* Records for this task
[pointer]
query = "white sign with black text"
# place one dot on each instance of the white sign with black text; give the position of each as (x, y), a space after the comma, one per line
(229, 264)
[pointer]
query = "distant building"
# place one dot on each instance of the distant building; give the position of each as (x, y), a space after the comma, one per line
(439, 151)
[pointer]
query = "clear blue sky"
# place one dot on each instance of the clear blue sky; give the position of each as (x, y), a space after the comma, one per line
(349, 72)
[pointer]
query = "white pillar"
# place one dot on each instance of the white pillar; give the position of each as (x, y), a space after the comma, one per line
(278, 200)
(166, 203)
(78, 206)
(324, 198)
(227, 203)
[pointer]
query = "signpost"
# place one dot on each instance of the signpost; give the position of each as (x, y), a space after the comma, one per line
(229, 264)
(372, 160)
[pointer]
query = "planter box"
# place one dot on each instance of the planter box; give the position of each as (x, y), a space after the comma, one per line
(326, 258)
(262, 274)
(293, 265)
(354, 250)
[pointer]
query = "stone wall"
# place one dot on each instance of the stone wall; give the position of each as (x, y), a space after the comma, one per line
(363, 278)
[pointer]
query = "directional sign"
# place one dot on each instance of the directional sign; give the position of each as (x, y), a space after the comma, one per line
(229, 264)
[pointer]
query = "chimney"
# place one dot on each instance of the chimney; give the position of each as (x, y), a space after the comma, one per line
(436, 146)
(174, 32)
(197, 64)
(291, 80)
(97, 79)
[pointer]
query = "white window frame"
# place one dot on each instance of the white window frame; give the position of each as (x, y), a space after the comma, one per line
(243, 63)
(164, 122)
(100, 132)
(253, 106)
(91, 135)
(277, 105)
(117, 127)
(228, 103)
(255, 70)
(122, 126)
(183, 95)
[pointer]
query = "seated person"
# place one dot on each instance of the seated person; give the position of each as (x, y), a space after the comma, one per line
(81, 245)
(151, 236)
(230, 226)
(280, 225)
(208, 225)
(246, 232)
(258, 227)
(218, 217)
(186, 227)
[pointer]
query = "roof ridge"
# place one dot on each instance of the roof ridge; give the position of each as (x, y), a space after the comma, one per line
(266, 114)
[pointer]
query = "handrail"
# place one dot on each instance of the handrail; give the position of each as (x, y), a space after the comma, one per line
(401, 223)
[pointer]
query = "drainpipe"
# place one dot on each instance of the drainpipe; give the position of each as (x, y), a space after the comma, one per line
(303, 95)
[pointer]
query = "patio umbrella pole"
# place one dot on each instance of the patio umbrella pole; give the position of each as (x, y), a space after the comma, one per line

* Given problem
The full set of records should be duplicated exactly.

* Response to this exercise
[pointer]
query = "white sign with black text"
# place one dot on each instance of the white sign with black text; give the position of each as (x, y), a space after the comma, one per line
(229, 264)
[pointer]
query = "distant building"
# place one dot on each instance of the distant building; give the position of each as (x, y), a space after the comma, one per line
(439, 151)
[pointer]
query = "clear blue sky"
# place one dot on each instance of the clear blue sky; give the position of each as (x, y), a space after the comma, one per line
(349, 72)
[pointer]
query = "white pillar"
# place one dot on each instance of the white pillar; give the position of each as (x, y), a space after the comma, one per line
(278, 200)
(166, 203)
(78, 206)
(324, 198)
(227, 203)
[pointer]
query = "signpost"
# place one dot on each instance of the signpost; give the position of each as (x, y), a space after the comma, one per line
(229, 264)
(372, 160)
[pointer]
query = "planter box"
# place one dot on each instance of the planter box; give the position of each as (x, y), a space after the comma, one per line
(326, 258)
(262, 274)
(293, 265)
(354, 250)
[pointer]
query = "stone wall"
# place one dot on each instance of the stone wall; give the position of each as (x, y), a space after the comma, one per line
(363, 278)
[pointer]
query = "directional sign"
# place one dot on each instance of the directional sign; give the position of each as (x, y), a space after the comma, one per line
(229, 264)
[pointer]
query = "chimney"
# place one dot on each instance of the chimney; give the position of each as (x, y), a space after the comma, one per line
(436, 146)
(174, 32)
(197, 64)
(291, 80)
(97, 79)
[pointer]
query = "white window frame"
# place one dot on each instance of the white window frame; give the position of each as (x, y), a space after the comma, one per line
(243, 63)
(164, 122)
(100, 132)
(253, 106)
(91, 135)
(277, 105)
(117, 127)
(228, 103)
(255, 70)
(122, 126)
(183, 95)
[pointer]
query = "seated person"
# place one dot on each instance of the seated person; give the position of each as (x, y), a space after the comma, one per line
(81, 245)
(151, 236)
(230, 226)
(280, 225)
(208, 225)
(246, 232)
(258, 227)
(218, 217)
(186, 227)
[pointer]
query = "roof ridge"
# place one dot on each instance of the roof ridge; give the position of each as (x, y), a space after the comma, one per line
(266, 114)
[pointer]
query = "handrail"
# place one dot on each instance of the handrail; give the position of each as (x, y), a space after the comma, one per line
(401, 223)
[pointer]
query = "drainpipe"
# place one dot on each instance of the drainpipe; give the position of each as (x, y), a space after the comma, one per line
(303, 95)
[pointer]
query = "patio umbrella pole"
# place one dot on each instance of the patio umbrella pole; give the position of each as (x, y), a space after the comma, one per line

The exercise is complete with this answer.